Listed entries ▸
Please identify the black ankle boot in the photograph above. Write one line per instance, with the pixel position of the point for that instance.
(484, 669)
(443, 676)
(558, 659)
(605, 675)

--

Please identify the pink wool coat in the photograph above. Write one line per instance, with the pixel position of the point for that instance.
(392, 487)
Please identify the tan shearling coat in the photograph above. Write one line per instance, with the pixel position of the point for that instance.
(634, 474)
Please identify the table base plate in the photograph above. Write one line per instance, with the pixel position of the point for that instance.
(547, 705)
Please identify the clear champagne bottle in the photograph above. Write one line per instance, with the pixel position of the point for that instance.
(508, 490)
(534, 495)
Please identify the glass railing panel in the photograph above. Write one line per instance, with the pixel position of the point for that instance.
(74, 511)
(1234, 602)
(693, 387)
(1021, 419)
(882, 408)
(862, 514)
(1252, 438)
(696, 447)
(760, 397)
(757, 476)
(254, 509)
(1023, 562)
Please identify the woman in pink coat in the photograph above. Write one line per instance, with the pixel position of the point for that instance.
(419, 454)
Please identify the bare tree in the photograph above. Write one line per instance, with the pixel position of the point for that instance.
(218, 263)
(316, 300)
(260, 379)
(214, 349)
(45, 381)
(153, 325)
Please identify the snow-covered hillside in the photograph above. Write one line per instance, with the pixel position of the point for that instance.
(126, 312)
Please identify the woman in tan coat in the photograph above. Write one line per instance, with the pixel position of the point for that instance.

What you will do ▸ Everything in the material above from the line that has "Please identify the tan" through the line that has "Please identify the woman in tan" must be duplicated exactly, with no other lines given.

Answer box ▸
Please identify the tan shearling coat in the photograph above. Write one line per instance, with the pixel position of the point for that instance.
(634, 474)
Please identify the table base plate in the photograph above. Write one line per instance, with the pixel position of the point for that instance.
(547, 705)
Please identify the clear champagne bottle in the photograph above. Write one line per instance, with the pixel position of the point for that instance.
(508, 490)
(534, 495)
Please identify the glass railing panel in the photograph above. Write one line per instance, with the pixel position of the point for that instance.
(74, 511)
(1234, 602)
(693, 387)
(1021, 419)
(882, 408)
(862, 514)
(1252, 438)
(696, 447)
(760, 397)
(757, 476)
(254, 509)
(1023, 562)
Please identify the woman in pink coat in the photograph above. Write one line per instance, with the pixel position of the point for that instance.
(419, 454)
Please identify the bare tree in the photograph above. Write one line per instance, with the pixel position of the point for that instance.
(218, 263)
(316, 300)
(260, 379)
(214, 349)
(45, 381)
(153, 325)
Please identify the snow-covered hillside in the photograph above. Write one line per instance, with the pixel position of the point for that instance.
(126, 312)
Please identify the woman in tan coat in the photograph above. Write one line per instance, with the pixel position of the point for that instance.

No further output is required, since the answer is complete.